→ IHRE AUFGABEN:
a) Geben Sie aus der Buchbesprechung zu „Nach Norden“ den Abschnitt wortgetreu aus, der bei „Anuk Arudpragasam: Nach“ beginnt und bei „entwickelt er Schuldgefühle.“ endet.
b) Führen Sie die Buchbesprechung zu „Nach Norden“ im Anschluss an ihren letzten Satz weiter.

Anuk Arudpragasam: Nach Norden. Aus dem Englischen von Hannes Meyer. Berlin: Hanser, 2022. 320 S., 25 Euro
von Gerhard Klas
Wie schon in seinem Debutroman Die Geschichte einer kurzen Ehe beschäftigt sich Anuk Arudpragasam auch in seinem neuen Buch wieder mit dem Krieg. Diesmal stehen die Nachwirkungen und Traumata des Bürgerkriegs im Norden Sri Lankas gegen die Unabhängigkeitsbewegung der Tamil Tigers von 1983 bis 2009 im Mittelpunkt.
Der Roman beginnt mit einer langsamen Annäherung an den Krieg: Krishan, von Abstammung Tamile, wächst in einem Akademikerhaushalt in der Hauptstadt Colombo auf. Schon als Student im indischen Neu-Delhi, fernab vom blutigen Krieg, entwickelt er Schuldgefühle.

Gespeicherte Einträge

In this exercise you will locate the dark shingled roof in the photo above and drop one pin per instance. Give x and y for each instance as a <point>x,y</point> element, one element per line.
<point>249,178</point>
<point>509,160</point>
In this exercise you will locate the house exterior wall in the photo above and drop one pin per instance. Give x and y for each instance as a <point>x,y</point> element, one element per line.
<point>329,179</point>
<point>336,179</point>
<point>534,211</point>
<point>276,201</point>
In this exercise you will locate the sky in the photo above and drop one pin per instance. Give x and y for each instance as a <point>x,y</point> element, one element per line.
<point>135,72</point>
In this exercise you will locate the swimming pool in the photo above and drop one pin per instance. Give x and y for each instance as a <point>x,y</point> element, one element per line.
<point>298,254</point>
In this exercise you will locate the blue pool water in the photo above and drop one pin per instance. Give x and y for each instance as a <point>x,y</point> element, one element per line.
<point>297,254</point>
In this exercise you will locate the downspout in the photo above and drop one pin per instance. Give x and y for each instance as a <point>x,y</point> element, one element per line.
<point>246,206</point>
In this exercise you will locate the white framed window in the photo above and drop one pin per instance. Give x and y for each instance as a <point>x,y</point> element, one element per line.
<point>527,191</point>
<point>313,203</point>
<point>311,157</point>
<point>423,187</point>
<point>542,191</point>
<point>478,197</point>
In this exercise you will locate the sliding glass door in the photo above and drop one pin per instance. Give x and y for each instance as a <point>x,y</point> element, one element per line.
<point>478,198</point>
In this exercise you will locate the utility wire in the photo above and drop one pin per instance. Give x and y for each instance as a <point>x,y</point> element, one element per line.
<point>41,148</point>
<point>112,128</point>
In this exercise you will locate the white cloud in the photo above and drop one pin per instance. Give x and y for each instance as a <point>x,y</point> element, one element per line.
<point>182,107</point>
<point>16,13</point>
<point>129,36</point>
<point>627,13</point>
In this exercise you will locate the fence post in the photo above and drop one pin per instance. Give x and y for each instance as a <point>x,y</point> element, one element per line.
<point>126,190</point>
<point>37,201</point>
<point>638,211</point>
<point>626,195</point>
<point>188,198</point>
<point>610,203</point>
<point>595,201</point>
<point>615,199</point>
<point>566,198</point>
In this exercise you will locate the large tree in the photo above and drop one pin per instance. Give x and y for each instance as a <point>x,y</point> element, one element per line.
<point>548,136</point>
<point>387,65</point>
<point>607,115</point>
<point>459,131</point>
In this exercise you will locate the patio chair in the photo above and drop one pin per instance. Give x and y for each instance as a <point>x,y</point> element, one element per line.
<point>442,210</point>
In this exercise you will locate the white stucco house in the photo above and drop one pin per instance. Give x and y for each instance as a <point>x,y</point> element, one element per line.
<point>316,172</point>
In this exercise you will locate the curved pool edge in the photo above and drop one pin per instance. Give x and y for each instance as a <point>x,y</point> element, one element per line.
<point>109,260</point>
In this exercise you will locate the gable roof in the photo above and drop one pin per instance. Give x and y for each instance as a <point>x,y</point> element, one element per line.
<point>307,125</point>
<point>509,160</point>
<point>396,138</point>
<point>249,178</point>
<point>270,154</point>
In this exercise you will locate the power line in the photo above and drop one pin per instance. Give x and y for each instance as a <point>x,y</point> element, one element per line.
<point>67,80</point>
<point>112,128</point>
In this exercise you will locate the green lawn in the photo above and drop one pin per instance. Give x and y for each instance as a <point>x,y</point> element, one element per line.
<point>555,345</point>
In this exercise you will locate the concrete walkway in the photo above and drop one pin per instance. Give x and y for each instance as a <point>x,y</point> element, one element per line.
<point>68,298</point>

→ LÖSUNGEN:
a)
Anuk Arudpragasam: Nach Norden. Aus dem Englischen von Hannes Meyer. Berlin: Hanser, 2022. 320 S., 25 Euro
von Gerhard Klas
Wie schon in seinem Debutroman Die Geschichte einer kurzen Ehe beschäftigt sich Anuk Arudpragasam auch in seinem neuen Buch wieder mit dem Krieg. Diesmal stehen die Nachwirkungen und Traumata des Bürgerkriegs im Norden Sri Lankas gegen die Unabhängigkeitsbewegung der Tamil Tigers von 1983 bis 2009 im Mittelpunkt.
Der Roman beginnt mit einer langsamen Annäherung an den Krieg: Krishan, von Abstammung Tamile, wächst in einem Akademikerhaushalt in der Hauptstadt Colombo auf. Schon als Student im indischen Neu-Delhi, fernab vom blutigen Krieg, entwickelt er Schuldgefühle.

b)
Die unmittelbarste Auseinandersetzung mit den Folgen des mittlerweile beendeten Krieges erlebt er Jahre später bei der Begegnung mit Rani, der Haushälterin seiner Großmutter, die aus dem Kriegsgebiet kommt. Sie hat beide Söhne im Krieg verloren, den jüngsten, elf Jahre alt, am letzten Kriegstag durch einen Granatsplitter. Sie hat eine schwere Depression entwickelt, die mit einer sog. Elektrokrampftherapie, also mit Stromschlägen, behandelt wird. Mit seiner bildhaften Sprache und philosophischen Diskursen führt Arudpragasam die Absurdität nicht nur dieser Therapie vor Augen.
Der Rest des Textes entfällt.